Directive
Copy the items below verbatim, starting at the line that contains "Please spot the cave" and ending at the final line of the items.

Data records:

------------------------------------------------

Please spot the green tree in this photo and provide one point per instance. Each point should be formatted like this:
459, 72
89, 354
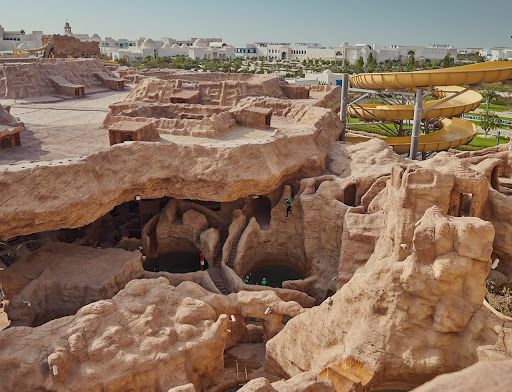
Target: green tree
490, 121
411, 61
488, 95
371, 63
359, 65
448, 61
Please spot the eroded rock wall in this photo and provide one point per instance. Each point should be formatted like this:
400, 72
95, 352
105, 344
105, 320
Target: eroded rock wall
414, 310
31, 79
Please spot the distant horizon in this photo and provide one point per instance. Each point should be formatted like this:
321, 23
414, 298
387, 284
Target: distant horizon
327, 22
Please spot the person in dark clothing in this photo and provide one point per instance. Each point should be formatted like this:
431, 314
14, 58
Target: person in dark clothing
202, 261
288, 203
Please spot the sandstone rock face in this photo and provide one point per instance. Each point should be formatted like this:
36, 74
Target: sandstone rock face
149, 336
303, 382
199, 169
6, 118
414, 310
31, 79
225, 92
179, 233
59, 278
489, 376
126, 342
68, 46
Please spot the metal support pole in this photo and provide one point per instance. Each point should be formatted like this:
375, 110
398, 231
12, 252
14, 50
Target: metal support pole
418, 105
344, 104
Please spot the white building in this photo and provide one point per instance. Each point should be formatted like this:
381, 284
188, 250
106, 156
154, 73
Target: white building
19, 39
344, 52
314, 78
195, 48
496, 54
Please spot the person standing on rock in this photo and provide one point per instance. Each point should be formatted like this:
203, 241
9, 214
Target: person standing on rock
288, 203
202, 260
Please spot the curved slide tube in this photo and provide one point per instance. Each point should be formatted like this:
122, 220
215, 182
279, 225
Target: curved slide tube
455, 131
463, 103
473, 74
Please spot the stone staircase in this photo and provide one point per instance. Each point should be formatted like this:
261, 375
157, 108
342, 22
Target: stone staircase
216, 273
218, 278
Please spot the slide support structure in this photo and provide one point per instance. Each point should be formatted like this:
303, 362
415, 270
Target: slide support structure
418, 105
343, 104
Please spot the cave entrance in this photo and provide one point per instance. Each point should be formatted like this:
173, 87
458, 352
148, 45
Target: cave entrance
175, 262
495, 180
349, 195
262, 208
465, 204
276, 274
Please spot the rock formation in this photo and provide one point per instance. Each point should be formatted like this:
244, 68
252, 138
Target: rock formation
214, 170
400, 324
489, 376
149, 336
58, 279
31, 79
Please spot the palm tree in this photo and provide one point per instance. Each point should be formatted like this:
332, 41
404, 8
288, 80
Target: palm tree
488, 95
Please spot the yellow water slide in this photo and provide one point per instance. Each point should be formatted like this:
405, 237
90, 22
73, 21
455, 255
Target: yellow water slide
443, 82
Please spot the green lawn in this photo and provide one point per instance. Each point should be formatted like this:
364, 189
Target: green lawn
479, 143
495, 108
479, 123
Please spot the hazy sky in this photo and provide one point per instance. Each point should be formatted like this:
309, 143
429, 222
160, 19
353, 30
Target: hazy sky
464, 23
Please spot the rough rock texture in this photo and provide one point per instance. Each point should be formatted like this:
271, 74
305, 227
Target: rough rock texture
414, 310
58, 279
6, 118
174, 233
31, 79
84, 189
488, 376
68, 46
213, 92
303, 382
150, 336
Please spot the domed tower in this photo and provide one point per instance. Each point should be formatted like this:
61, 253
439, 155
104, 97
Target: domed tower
67, 28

------------------------------------------------

Exercise result
Please spot the cave entrance in this photo and provide one point per instance. Each point should be formatted like this:
173, 87
458, 352
148, 45
Target: cave entrance
175, 262
495, 180
349, 195
262, 208
465, 204
276, 274
Please spot the rock formation in this photo and provide one point per instance. Each point should be formatted like this:
244, 68
252, 138
Target: rock formation
214, 170
400, 324
489, 376
149, 336
58, 279
31, 79
Please spot the palm tree in this photo and provide one point per instance. Each point should be formatted like this:
332, 41
404, 8
288, 80
Target: palm tree
488, 95
Please spot the yellow water slide in this photo and provide one point per instance. Each point should be formatted like this:
405, 237
90, 22
73, 21
455, 255
Target: yellow water slide
443, 82
Please spot the green lawn in this photo and provide one point per instance. Each point should be formatted like this:
364, 189
Target: green lawn
479, 143
495, 108
479, 123
Please spot the hazy sky in this photo and provide one point per instance. Each point should be formatted like this:
309, 143
429, 222
160, 19
353, 30
Target: hazy sky
464, 23
Please spot the rough rock texture in this photo and provide one point per instance. Each point should be formatted like this:
271, 74
305, 227
Target: rough rock texture
414, 310
58, 279
6, 118
174, 233
31, 79
84, 189
488, 376
68, 46
213, 92
303, 382
150, 336
Please spot the domed tower in this photo and provide one point per instance. Each point should be formatted like this:
61, 253
439, 155
104, 97
Target: domed tower
67, 28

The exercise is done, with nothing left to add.